記述問題 1:
後に示すレコードから、文字列「grate」を含む行をすべて書き出しなさい。大文字と小文字は区別すること。

原文抜粋:
^^^^

Windowsパフォーマンスログをスクリプトで解析してみた

Last updated at 2024-06-24Posted at 2024-05-16

はじめに

Windowsサーバー(OS)のCPU、メモリ、ディスクI/Oどこに負荷がかかっているか確認するのに、Windowsのパフォーマンスログを確認する事があります。

しかし、複数台あるサーバー毎に、1日毎に出力されているパフォーマンスログを1週間や1か月分確認するのは非常に大変です。

そこで、Windowsのパフォーマンスログで確認したい内容を解析し、結果をまとめて出力するスクリプトを作成してみました。

パフォーマンスログの確認方法については、以下の記事も参考にしていただければと思います。

スクリプトの概要

Configファイルで指定したディレクトリに存在する、CSV形式で出力されたパフォーマンスログを1ファイル(File名の形式もConfigで指定)ずつ読み込みます。

各ログを解析し、Configで指定した文字列(パフォーマンスカウンター)を含む列が見つかったら、その列の値を収集します。

※Windowsのパフォーマンスログは、CSVファイル形式で出力すると、パフォーマンスカウンターの前にホスト名が付いているため、Configで指定した文字列(パフォーマンスカウンター)を含む列を解析対象にしています。

各列(パフォーマンスカウンター)の最小値、最大値、平均値、中央値、最小値を記録した日付、最大値を記録した日付を、Configで指定した解析結果出力ファイルに出力します。

※2024/05/22追記
最初に公開した記事では、複数のパフォーマンスログファイル全てにおける、各パフォーマンスカウンターの最小値、最大値、平均値、中央値、最小値を記録した日付、最大値を記録した日付を出力していましたが、ログディレクトリ(サーバー)毎の、日毎の各パフォーマンスカウンターの最小値、最大値、平均値を出力するスクリプトを追加しました。

Windowsパフォーマンスログで確認したい情報

今回、Windowsパフォーマンスログで確認したい項目として、以下を対象にしました。
Configファイルに指定するパフォーマンスカウンターとその値の意味について、以下にまとめます。

Configに指定するカウンター名	値の意味
System\Processor Queue Length	CPU待ち行列にあるスレッド数
Processor(_Total)% Processor Time	全体のCPU使用率
PhysicalDisk(_Total)\Avg. Disk Read Queue Length	ディスクのキューで待機している読取りリクエストの平均数
PhysicalDisk(_Total)\Avg. Disk Write Queue Length	ディスクのキューで待機している書込みリクエストの平均数
Memory\Available MBytes	メモリ空き容量
LogicalDisk(C:)% Free Space	Cドライブの空き容量
LogicalDisk(D:)% Free Space	Dドライブの空き容量
LogicalDisk(E:)% Free Space	Eドライブの空き容量
LogicalDisk(F:)% Free Space	Fドライブの空き容量

ドライブの空き容量については、実際のドライブ構成に合わせて指定します。
ただし、Configに、パフォーマンスログに存在しないパフォーマンスカウンターを指定しても、結果が出力されないだけで動作に支障はないため、サーバー毎にCPUコア数やドライブ構成が異なる場合は、最も多い想定でConfigにパフォーマンスカウンターを指定してください。

Configファイル

以下のように指定します。

Directoriesに、パフォーマンスログが置いてあるディレクトリを指定します(複数指定する場合はカンマ区切り)

^^^^

保存レコード:

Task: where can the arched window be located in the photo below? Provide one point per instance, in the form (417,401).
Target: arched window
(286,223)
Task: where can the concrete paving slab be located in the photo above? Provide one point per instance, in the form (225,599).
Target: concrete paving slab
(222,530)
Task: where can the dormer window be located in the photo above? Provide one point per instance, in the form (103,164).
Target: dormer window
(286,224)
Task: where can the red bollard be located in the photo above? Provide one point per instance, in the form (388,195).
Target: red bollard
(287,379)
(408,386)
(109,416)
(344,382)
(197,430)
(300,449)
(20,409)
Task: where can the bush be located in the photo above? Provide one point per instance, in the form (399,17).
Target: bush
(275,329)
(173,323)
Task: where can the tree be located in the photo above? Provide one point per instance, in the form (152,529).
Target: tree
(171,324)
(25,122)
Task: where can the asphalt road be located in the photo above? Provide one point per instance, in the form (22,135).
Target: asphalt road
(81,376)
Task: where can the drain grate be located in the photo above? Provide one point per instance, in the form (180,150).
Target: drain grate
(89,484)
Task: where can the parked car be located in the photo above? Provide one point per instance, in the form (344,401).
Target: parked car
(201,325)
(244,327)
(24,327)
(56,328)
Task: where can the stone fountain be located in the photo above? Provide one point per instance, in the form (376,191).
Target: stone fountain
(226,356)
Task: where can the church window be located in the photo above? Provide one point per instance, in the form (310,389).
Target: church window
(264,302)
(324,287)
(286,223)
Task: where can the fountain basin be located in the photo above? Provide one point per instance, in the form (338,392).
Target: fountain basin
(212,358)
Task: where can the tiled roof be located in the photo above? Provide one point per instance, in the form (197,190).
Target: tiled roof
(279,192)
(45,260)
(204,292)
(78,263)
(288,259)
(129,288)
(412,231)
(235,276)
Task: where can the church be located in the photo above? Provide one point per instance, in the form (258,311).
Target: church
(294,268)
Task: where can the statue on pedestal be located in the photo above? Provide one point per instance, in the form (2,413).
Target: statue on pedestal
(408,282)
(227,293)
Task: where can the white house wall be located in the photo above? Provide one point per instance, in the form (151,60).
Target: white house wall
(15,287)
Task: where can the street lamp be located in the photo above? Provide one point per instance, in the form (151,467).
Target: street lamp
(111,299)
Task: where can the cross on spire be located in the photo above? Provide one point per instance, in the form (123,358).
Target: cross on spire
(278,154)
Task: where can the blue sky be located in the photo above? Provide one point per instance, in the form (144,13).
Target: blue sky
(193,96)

^^^^

記述問題 2:
上の原文抜粋に基づき、次の問いに答えなさい。
(a) スクリプトが読み込むパフォーマンスログは、どの形式で出力されたものか。
(b) 「Memory\Available MBytes」の値は何を意味するか。
(c) Directoriesにディレクトリを複数指定する場合は、何で区切るか。

解答 1:
Task: where can the drain grate be located in the photo above? Provide one point per instance, in the form (180,150).
Target: drain grate

解答 2:
(a) CSV形式
(b) メモリ空き容量
(c) カンマ